■ Alıştırma Görevi: Aşağıdaki, zekâtın önemini anlatan metni son cümlesinden sonra kaldığı yerden sürdürün.

Zekâtın Önemi

Zekâtın dinimizdeki yeri ve önemi nedir? Ayet ve hadislerle zekâtın önemi ve faydaları.

Dinimiz, toplumun huzur ve mutluluğuna büyük önem vermiş, bunu gerçekleştirmek için de birtakım esaslar koymuştur. Bunlardan birisi de zekâttır. Dinimiz zekâtı farz kılarak zenginlere mallarının ve paralarının belirli bir bölümünü her yıl muntazam bir şekilde fakirlere vermelerini emretmiştir.

Zekât, yapılıp yapılmaması kişinin isteğine bırakılmış bir yardım değil, fakirin hakkı ve zenginin yerine getirmesi gereken mecburi bir görevdir.

Bu konuda Kur’an-ı Kerim’de şöyle buyrulmaktadır:

“Onların mallarında muhtaç ve yoksullar için bir hak vardır.” (51/Zâriyât, 19.)

ZEKÂTIN ÖNEMİ VE FAYDALARI

Zekâtın, İslam’ın beş şartı arasında yer alması ve Kur’an-ı Kerim’in birçok yerinde namazla birlikte zikredilmesi onun dinimizde ne kadar önemli bir ibadet olduğunu gösterir.

İslam’ın, toplumun dertlerini tedavi etmek ve ihtiyaçlarını karşılamak üzere getirdiği esaslardan birisi olan zekât, bir sosyal yardımlaşma sistemidir.

Zekât ve diğer yardımlaşma şekilleri, zengin ile fakir arasında servet farkından doğabilecek dengesizlikleri gidererek toplumda huzurun tesis edilmesini sağlar.

Kur’an-ı Kerim’de konu ile ilgili olarak şöyle buyruluyor:

“Ta ki bu mal, içinizden zengin olanlar arasında elden ele dolaşan bir servet hâline gelmesin.” (59/Haşr, 7.)

Zekât kelimesinin sözlük anlamlarından birisi de “temizlemek”tir. Zekât, zenginin malını fakirin hakkından temizlediği gibi, kalbini de cimrilikten temizler ve günahlardan arınmasına vesile olur. Nitekim Kur’an-ı Kerim’de yüce Allah, “(Ey Muhammed!) Onların mallarından, onları kendisiyle arındıracağın ve temizleyeceğin bir sadaka (zekât) al ve onlara dua et...” (9/Tevbe, 103.) buyurarak bu gerçeği bildirmiştir.

■ Veri Kesiti:
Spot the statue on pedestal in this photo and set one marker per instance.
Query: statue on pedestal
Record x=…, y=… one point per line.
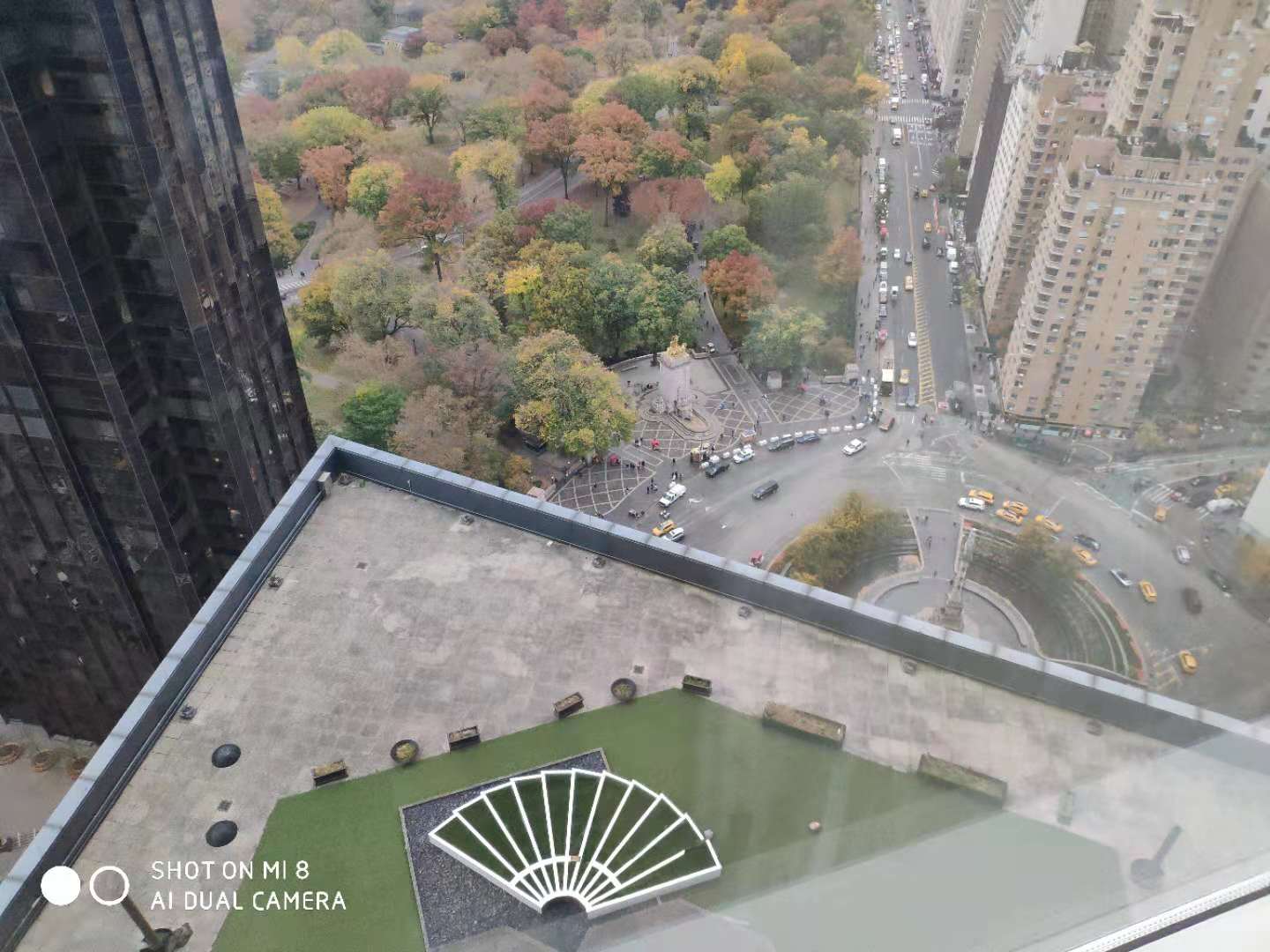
x=676, y=378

■ Görev Cevabı:
Zekât, malı bereketlendirir, büyümesini ve çoğalmasını sağlar. Zekâtını vermek suretiyle fakirlere yardım edenlerin mallarının arttığı bilinen bir gerçektir. Bunda, sevindirilen fakir gönlünün büyük rolü olduğunda şüphe yoktur. Kur’an-ı Kerim’de şöyle buyruluyor:

“Siz Allah için ne verirseniz, Allah onun yerine (daha iyisini) verir.” (34/Sebe, 39.) Allah Teala bu ayette, verilen zekâtın yerine onun karşılığını vereceğini vadetmiştir.

Zekâta “sadaka” da denilmektedir. Sadaka, sadık olmak manasını ifade eder. Buna göre zekât, bir Müslümanın Allah’a kullukta sadık ve samimi olduğunu gösteren bir ibadettir.

İslam dini, bütün Müslümanları tek bir vücut gibi kabul eder. Peygamber (s.a.v.) Efendimiz şöyle buyuruyor:

“Bütün Müminler bir kişi gibidirler, birinin başı ağrırsa hepsinin başı ağrımış olur, birinin gözü ağrırsa hepsinin gözleri ağrımış olur.” (Câmi’u’s-sağîr, hadisi, Müslim ve Ahmed ibn Hanbel rivayet etmiştir.)

Tek bir vücut olarak kabul edilen toplumda Müslümanlardan biri herhangi bir sıkıntı ile karşılaşırsa, o toplumun organları durumunda olan diğer Müslümanlar aynı sıkıntıyı hisseder ve onu gidermeye çalışır.

Toplumun en düşkün ve yardıma muhtaç kesimini gözetmek ve bu sosyal rahatsızlığı gidermek zenginlere verilen bir görevdir.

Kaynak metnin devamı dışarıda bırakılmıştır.